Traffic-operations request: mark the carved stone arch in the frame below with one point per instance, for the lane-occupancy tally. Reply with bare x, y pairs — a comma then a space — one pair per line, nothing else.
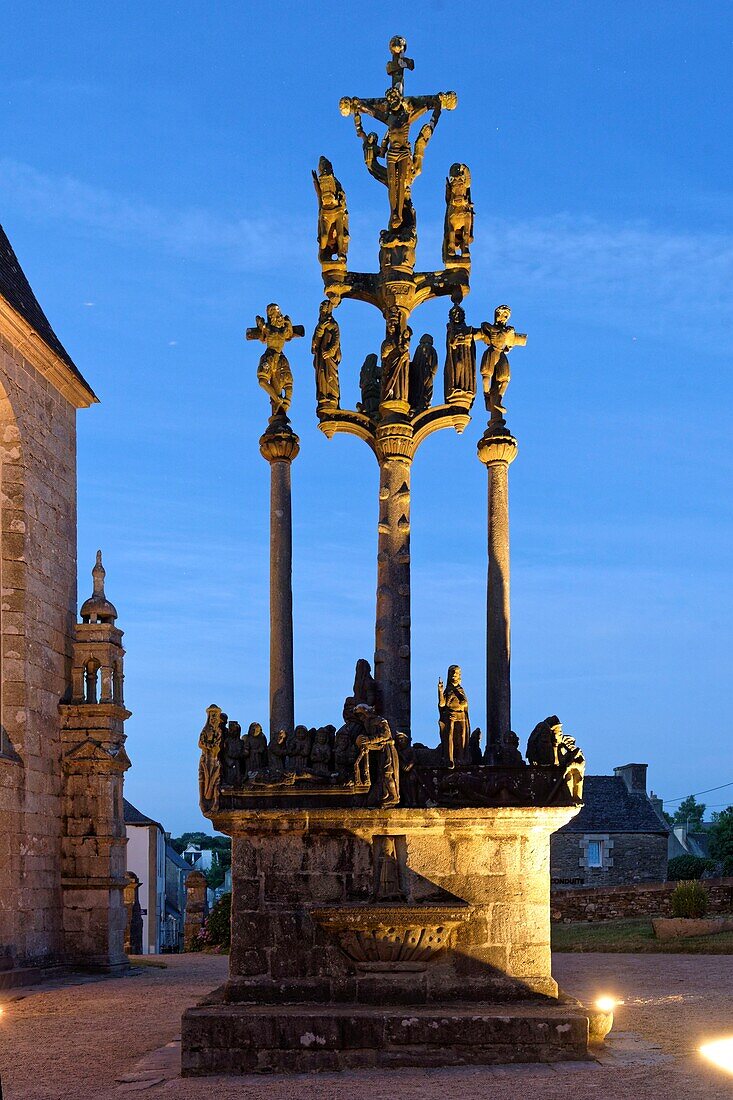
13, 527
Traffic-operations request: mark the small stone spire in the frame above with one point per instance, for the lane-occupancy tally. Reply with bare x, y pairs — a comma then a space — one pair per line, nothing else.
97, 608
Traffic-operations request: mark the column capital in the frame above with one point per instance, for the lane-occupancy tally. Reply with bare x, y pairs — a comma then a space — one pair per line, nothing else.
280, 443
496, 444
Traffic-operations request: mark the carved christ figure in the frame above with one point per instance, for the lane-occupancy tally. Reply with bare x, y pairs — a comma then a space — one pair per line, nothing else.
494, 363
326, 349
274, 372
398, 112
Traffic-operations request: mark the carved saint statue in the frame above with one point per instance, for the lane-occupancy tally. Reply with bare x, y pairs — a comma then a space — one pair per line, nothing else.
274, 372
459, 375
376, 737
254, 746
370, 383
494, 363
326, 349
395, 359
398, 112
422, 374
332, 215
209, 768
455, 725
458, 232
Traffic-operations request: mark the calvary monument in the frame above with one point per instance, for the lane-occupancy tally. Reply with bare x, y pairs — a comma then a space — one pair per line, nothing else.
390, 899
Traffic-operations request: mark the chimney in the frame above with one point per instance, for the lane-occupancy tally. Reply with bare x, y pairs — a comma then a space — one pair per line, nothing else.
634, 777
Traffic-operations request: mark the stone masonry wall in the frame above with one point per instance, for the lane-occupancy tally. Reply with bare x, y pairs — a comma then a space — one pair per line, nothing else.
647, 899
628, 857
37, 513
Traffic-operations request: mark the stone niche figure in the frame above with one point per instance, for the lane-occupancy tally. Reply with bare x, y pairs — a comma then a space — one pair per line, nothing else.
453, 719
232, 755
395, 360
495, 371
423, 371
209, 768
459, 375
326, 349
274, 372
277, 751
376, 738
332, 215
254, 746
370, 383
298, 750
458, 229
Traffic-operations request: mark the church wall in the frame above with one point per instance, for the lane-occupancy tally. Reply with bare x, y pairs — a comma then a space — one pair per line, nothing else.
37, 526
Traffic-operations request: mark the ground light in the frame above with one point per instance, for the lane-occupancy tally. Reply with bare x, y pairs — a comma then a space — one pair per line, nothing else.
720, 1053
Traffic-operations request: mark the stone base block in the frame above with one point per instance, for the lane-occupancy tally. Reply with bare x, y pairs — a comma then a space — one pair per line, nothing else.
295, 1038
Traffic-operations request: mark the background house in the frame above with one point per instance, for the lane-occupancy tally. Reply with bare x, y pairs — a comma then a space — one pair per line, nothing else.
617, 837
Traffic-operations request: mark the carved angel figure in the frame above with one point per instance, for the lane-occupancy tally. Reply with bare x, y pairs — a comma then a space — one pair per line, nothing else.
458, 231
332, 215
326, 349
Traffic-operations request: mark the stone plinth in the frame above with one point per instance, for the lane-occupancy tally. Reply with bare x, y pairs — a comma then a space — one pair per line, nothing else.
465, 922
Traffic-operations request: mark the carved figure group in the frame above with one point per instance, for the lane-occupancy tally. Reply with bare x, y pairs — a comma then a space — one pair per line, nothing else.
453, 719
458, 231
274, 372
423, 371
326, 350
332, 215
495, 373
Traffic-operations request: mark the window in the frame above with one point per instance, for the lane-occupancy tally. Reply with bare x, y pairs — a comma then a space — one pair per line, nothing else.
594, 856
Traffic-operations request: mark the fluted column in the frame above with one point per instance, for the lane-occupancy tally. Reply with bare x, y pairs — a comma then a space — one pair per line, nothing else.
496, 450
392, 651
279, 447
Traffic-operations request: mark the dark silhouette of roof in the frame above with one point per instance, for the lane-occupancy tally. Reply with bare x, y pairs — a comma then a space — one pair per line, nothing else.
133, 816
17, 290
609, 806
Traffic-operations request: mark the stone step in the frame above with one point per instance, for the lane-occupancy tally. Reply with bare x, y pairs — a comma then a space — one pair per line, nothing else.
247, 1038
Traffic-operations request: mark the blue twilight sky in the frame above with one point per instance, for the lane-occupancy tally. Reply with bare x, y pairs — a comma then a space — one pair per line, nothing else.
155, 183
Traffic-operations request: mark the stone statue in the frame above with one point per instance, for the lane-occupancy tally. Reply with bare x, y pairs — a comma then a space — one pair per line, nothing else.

---------------

> [What you should do] Give the material again exactly as it is, but keep the pictures out.

> [The reply]
Traffic-operations request: mark the carved stone arch in the frame below with one point per instance, for the lane-occupancy tally. Reply with bare x, y pairs — a comma then a space — one pair per line, nothing else.
13, 527
Traffic-operations request: mark the small stone spire in the frame above with one point per instance, for the lane-occupancy tally. Reply with bare x, y pairs — a comma then a space — one pair per line, nothing else.
97, 608
Traffic-operations request: mark the column capital in the frame above with one point per instance, for the lane-occupancy tally. Reply with bare x, y pairs — a comma then a space — one pair per line, nothing else.
280, 443
496, 444
Traffic-operations request: mark the carved christ figure in the frame above with one point per instance, for the lane-occupancy tally. Reply with bare x, y pairs — a comma then a space — one pair per line, nothing else.
494, 363
326, 349
274, 372
398, 112
Traffic-operations request: mark the carved saint statue in the frame above with one point per instance, for the lane-occupancy tally. Reply with bare x, y pairs — a comma then a space — one pair per line, nothing else.
274, 372
459, 375
376, 737
254, 746
370, 383
494, 363
326, 349
395, 359
398, 112
422, 374
332, 215
209, 768
455, 725
458, 232
Traffic-operations request: mark the calvary monument in the frame above with one point per instance, for the lane-occupancy tally. Reply with bare x, y pairs — a comma then a space — one pair per line, nothing else.
390, 899
Traffic-operations request: mark the chimney in the frame above with one point per instance, for the lane-occupancy tally. Reply with bare x, y pairs — a comma then a space — one pair per line, nothing else.
634, 777
Traffic-operations request: mark the stone masonry wall in the frame above with one point per instance, for the lane-occupancy tally. Reply with bare x, y pairs — a comma then a space — one pair per line, nothing else.
647, 899
628, 857
37, 513
Traffic-operations request: mark the stone niche figure in the frame above with one point per instance, for the lane-occupancy tally. Reply with bare x, y pairs — a comma then a space — one pair per line, nothing else.
453, 719
232, 755
395, 360
495, 371
423, 371
209, 768
459, 375
326, 349
274, 372
277, 751
376, 738
332, 215
254, 746
370, 383
298, 750
458, 229
Traffic-operations request: mark the church wall in the frame above with one point per instance, for the lane-occupancy tally. Reply with bare x, y pairs — a comma then a space — one pair per line, nothing else.
37, 526
Traffic-operations request: mark the ground light in the frame above with one point per instance, for the lane-occupancy tally. Reply with bare x, y pairs — a comma then a space — one pair per line, nothing else.
720, 1053
Traffic-operations request: mark the stone base block in the frame above with one point per instance, for the lane-occupancy tally. Reply with bare x, y pairs — a comma then a space — one pair per line, nothing else.
295, 1038
Traffic-operations request: mark the background house in the frame above with one point per instance, for the lane-occupancy tally. Reply with bare x, y pairs — a comma then a space — one pair per line, nothing else.
617, 837
Traffic-operations request: mark the carved angel figure in the frame above with one point per instance, for the lane-occupancy tally. Reply with bare x, y pairs — a comma then a space — one pair per line, nothing else.
458, 231
332, 215
326, 349
Traffic-operations request: mark the stone plinth in the frame above with one point per instance, for the lane-occupancy tally. Reply with bare x, y pairs — a comma then a space — one pair per line, nothing else.
465, 922
Traffic-operations request: mark the carved figure group in the frame above with one point per instance, for the lane-occupancy tally. Reply with bare x, y pairs — a comma then a space — one pair per line, nothing else.
453, 719
458, 231
274, 372
423, 371
326, 350
332, 215
495, 373
Traffic-operations request: mark the window in the frame above with one point per instance, for the lane-occupancy tally. Reply with bare x, y pairs — a comma then a space — one pair per line, nothing else.
594, 856
Traffic-operations request: mark the fluted column in the frame above with one point per instance, for the lane-occupancy tally. Reply with bare x, y pairs — a comma then a space — one pair per line, nothing else.
496, 450
392, 651
279, 447
Traffic-operations request: mark the dark silhouette of roof in the frame above with one point per instance, for the lane-occupancy tally. Reply with bare x, y pairs — a comma then a space — one pair per line, nothing else.
133, 816
17, 290
609, 806
Traffic-operations request: mark the stone step in the frame above with one point per instance, for the lane-occupancy tally. Reply with bare x, y pairs — a comma then a space — one pair per line, nothing else.
247, 1038
Traffic-operations request: mark the blue twilight sky in the frame above with one point per instance, for the lane-occupancy tally. Reply with bare x, y pairs — a comma then a space — one pair per line, nothing else.
155, 183
Traffic-operations request: mark the stone statue in the frame above with one point per instance, for the lane-occupancy tally. Reply with bare x, y pairs — a comma then a space — one pair per line, nothing else.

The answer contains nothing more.